-- Start Dataset records --

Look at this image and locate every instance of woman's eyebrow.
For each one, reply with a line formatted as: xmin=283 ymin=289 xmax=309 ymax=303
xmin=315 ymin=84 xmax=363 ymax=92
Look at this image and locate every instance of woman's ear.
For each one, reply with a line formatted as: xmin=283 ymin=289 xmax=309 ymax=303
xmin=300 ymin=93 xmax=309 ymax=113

-- End Dataset records --

The problem ▸ Please rewrite the records, from the start up to and including the line with "xmin=315 ymin=84 xmax=363 ymax=92", as a two-column CSV with the headers text and answer. Give one row for each text-and-answer pair, with each value in a single quoted field and line breaks replaced by spaces.

Exercise output ▸
text,answer
"Look at this image and locate every instance of woman's eyebrow. For each one, reply with a line formatted as: xmin=283 ymin=289 xmax=309 ymax=303","xmin=315 ymin=84 xmax=363 ymax=92"